* AIM 1:
Count the lines of the rows below that contain the string "mountain", and reply with only that number.

* EXCERPT TO READ:
NEW DELHI: India and the United States have concluded a roadmap for defense industry cooperation for the next few years, the two countries said on Monday, a landmark move expected to bolster New Delhi’s defense manufacturing ambitions.
Washington is working to deepen ties with India and sees stronger military-to-military and technology ties with the world’s largest democracy as a key counterweight to China’s dominance in the region.
It is also seeking to wean New Delhi away from its traditional dependence on Russia for defense supplies.
The roadmap was finalized at a meeting between visiting US Defense Secretary Lloyd Austin and Indian Defense Minister Rajnath Singh.
The agreement comes weeks before Indian Prime Minister Narendra Modi visits Washington on June 22 for an official state visit and holds talks with President Joe Biden.
The roadmap is considered significant as Washington maintains strict controls over what domestic military technology can be shared or sold to other countries.

TECHNOLOGY COOPERATION

The move aims to change the “paradigm” for defense sector cooperation between the two countries, the US Embassy in New Delhi said in a statement.

* EXTRACTED RECORDS:
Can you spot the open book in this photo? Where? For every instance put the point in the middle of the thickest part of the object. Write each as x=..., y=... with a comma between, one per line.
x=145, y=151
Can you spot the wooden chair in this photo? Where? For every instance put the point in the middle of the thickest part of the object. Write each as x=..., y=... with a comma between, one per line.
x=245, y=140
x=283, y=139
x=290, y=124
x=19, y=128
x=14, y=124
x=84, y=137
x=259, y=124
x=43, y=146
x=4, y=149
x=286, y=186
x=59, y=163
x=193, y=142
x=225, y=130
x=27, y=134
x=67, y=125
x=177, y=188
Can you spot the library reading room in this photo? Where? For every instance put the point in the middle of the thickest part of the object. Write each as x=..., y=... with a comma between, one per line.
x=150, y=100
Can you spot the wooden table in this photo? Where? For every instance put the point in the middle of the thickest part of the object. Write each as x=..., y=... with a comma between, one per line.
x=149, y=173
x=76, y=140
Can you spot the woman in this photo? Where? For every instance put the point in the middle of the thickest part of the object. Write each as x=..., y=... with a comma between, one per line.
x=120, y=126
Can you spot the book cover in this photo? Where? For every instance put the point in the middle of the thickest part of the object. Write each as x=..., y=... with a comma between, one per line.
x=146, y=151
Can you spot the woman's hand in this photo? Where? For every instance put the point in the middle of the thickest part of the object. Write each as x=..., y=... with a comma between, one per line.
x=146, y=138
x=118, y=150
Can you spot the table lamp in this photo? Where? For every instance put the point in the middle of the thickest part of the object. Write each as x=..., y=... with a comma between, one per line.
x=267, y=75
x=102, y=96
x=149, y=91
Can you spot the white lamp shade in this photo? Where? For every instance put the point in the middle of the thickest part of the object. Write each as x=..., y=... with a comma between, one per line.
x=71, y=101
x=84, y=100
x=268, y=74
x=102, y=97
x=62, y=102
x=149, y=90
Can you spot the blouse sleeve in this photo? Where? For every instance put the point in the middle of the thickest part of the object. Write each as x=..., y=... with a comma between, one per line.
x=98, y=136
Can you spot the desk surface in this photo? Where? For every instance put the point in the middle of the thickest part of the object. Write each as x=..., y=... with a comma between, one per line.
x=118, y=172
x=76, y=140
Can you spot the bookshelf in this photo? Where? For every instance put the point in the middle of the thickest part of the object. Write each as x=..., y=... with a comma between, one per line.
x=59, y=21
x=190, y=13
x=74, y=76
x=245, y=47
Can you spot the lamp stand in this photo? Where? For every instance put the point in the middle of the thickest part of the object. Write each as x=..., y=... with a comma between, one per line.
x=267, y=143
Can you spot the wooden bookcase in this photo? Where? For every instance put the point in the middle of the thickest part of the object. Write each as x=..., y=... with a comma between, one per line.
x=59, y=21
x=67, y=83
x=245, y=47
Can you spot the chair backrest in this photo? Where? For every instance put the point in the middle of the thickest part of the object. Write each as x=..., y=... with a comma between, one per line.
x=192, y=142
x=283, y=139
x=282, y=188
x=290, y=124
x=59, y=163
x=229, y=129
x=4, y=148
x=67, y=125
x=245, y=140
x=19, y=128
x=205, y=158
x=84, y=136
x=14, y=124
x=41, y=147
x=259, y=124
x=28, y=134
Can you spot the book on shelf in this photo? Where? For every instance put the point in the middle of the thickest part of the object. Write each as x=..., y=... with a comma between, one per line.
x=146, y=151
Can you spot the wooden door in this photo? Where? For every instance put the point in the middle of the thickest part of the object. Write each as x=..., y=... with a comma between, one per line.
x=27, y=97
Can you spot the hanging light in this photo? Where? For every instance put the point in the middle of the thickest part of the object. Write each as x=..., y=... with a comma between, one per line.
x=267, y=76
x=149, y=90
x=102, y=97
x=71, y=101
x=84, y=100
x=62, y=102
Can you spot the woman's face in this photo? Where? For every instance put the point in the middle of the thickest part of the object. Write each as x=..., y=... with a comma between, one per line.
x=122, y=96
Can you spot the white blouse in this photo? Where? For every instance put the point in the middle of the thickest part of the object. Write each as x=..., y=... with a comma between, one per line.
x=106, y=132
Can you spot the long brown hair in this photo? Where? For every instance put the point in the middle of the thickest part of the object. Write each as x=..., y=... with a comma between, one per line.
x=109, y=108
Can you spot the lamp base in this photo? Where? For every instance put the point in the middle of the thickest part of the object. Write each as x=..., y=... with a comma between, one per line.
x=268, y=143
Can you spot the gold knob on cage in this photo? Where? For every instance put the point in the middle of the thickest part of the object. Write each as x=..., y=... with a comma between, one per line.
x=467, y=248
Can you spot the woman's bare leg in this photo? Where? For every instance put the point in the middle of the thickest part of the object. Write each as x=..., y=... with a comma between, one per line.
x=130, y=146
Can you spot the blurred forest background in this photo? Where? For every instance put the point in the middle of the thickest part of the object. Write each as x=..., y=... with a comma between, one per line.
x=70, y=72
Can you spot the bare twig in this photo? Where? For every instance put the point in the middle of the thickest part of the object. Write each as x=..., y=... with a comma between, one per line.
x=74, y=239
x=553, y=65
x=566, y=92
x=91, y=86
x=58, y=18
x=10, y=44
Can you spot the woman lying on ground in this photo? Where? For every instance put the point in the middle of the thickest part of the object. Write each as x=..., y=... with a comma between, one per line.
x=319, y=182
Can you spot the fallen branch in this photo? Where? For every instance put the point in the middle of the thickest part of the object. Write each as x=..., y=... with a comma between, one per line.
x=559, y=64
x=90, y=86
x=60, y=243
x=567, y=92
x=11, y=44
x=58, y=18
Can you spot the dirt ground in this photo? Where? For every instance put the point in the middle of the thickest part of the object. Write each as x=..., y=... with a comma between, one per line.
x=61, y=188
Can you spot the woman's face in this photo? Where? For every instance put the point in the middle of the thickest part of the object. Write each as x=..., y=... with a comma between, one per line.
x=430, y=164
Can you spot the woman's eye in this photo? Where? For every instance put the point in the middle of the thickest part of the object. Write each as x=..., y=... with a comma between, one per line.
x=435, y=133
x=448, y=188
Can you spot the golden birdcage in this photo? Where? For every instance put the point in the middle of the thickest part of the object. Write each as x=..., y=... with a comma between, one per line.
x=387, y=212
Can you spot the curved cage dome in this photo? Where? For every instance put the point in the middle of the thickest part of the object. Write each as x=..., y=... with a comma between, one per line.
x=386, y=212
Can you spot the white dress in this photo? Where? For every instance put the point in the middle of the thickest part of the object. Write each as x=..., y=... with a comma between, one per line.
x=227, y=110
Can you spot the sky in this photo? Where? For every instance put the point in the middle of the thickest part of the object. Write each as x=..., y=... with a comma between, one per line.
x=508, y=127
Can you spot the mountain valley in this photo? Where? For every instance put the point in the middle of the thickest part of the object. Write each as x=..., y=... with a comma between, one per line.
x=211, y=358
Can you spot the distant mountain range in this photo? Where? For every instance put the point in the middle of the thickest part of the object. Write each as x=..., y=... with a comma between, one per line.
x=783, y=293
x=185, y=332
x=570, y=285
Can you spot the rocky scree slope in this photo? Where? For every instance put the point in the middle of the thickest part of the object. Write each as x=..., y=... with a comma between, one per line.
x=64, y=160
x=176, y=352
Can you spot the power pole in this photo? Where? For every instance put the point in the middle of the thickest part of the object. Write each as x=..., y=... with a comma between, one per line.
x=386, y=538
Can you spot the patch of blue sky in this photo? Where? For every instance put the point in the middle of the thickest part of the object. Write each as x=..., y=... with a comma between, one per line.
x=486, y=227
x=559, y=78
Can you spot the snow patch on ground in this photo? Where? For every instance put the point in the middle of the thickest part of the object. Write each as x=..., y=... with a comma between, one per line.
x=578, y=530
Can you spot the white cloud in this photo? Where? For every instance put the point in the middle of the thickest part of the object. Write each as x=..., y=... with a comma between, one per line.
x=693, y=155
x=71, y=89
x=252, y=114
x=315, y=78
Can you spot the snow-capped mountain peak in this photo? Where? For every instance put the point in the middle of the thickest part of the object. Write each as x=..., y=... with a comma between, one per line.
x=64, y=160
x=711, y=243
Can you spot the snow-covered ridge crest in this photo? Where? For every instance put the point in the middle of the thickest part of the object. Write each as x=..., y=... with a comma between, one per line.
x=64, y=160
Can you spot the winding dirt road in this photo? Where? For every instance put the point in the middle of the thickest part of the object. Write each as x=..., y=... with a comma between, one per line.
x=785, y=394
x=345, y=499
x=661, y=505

* AIM 2:
Extend the news article on the India–US defense roadmap above, starting right after its last sentence.

* TASK RESULT 1:
3

* TASK RESULT 2:
It will “fast-track technology cooperation and co-production in areas such as air combat and land mobility systems, intelligence, surveillance, and reconnaissance, munitions, and the undersea domain,” it said.
The roadmap includes specific proposals that could provide India access to cutting-edge technologies, it said, adding that Austin and Singh also pledged to review regulatory hurdles impeding closer industry-to-industry cooperation.
India, the world’s largest arms importer, depends on Russia for nearly half its military supplies, but has also increasingly diversified its sources to buy from the US, France and Israel, among others.
New Delhi also wants global defense manufacturers to partner with Indian companies and produce arms and military equipment in India for local consumption as well as exports.
The Biden administration is set to sign off on a deal that will allow General Electric Co. to produce in India jet engines powering Indian military aircraft.
Austin said he and Singh had discussed ways to increase information sharing and new initiatives to improve maritime cooperation, including in the undersea domain.
The US-India defense partnership matters, he told reporters, because “we face a rapidly changing world.”
“We see bullying and coercion from the People’s Republic of China, Russian aggression against Ukraine that seeks to redraw borders by force and threatens national sovereignty, as well as transnational challenges such as terrorism, climate change.
“So democracies must now rally together around not just our common interests but also our shared values,” Austin said.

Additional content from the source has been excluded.